= Problem to work on =
Which lines in the material below contain the word "white"? Copy each of them in full, treating uppercase and lowercase letters as different.

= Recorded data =
:::

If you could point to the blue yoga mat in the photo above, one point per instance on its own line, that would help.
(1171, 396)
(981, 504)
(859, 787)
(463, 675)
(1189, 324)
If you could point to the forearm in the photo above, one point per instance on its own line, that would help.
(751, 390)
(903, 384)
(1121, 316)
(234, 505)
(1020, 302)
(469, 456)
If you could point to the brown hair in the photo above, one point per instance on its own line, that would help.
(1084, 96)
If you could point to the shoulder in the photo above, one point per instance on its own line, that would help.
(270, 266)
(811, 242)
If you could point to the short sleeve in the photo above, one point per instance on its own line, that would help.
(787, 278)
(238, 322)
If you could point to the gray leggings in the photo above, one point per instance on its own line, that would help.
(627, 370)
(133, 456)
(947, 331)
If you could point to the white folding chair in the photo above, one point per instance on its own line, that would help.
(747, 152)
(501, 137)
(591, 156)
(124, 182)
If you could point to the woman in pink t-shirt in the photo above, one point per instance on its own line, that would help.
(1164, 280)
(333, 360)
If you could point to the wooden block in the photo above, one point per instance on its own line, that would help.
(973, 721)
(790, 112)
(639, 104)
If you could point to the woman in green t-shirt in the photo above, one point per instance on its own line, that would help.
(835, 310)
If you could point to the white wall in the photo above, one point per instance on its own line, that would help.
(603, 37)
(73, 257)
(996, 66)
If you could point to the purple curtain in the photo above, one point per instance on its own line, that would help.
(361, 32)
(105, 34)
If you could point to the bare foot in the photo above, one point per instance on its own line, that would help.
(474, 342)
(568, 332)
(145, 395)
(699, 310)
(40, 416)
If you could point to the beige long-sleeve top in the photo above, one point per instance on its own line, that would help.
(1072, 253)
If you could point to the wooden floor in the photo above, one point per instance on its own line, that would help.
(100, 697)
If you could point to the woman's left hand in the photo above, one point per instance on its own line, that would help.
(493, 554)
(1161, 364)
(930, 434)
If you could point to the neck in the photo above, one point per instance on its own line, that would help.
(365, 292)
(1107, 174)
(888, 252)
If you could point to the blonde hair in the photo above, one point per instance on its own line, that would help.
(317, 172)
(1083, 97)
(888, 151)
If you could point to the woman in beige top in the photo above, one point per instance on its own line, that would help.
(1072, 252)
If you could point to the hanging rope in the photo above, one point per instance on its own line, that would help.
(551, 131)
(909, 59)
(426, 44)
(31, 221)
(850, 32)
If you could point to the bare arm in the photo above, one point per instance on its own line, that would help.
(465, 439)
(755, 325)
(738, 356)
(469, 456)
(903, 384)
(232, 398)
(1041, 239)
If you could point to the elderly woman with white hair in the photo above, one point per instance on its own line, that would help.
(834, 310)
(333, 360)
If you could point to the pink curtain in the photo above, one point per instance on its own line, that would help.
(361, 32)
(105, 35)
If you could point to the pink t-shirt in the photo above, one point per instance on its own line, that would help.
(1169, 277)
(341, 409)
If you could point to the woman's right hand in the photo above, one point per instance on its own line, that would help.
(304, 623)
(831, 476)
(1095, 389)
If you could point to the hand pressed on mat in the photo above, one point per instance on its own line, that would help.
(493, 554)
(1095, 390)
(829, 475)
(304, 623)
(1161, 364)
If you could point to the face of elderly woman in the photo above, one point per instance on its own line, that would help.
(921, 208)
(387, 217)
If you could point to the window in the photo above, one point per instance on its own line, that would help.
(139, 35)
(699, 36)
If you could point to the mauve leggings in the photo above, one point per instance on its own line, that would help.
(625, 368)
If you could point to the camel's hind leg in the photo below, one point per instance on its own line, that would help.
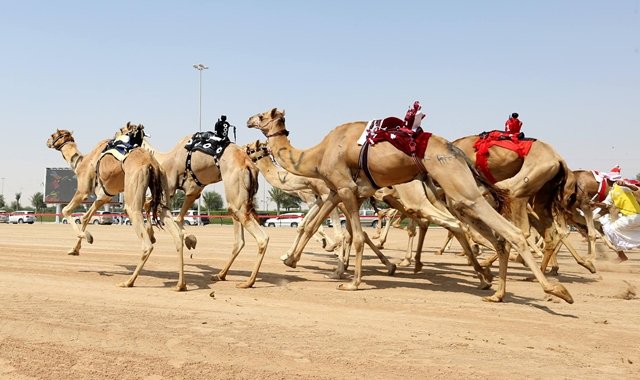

:::

= Completed task =
If you could point to the white folding chair in the photo above, one point per instance on its own line, that would help.
If you could point to the white wall in the photo above, one point per instance on its own line, that would help.
If you could point to the elderly woman with white hair in the photo above, one point per instance on its own line, that would help.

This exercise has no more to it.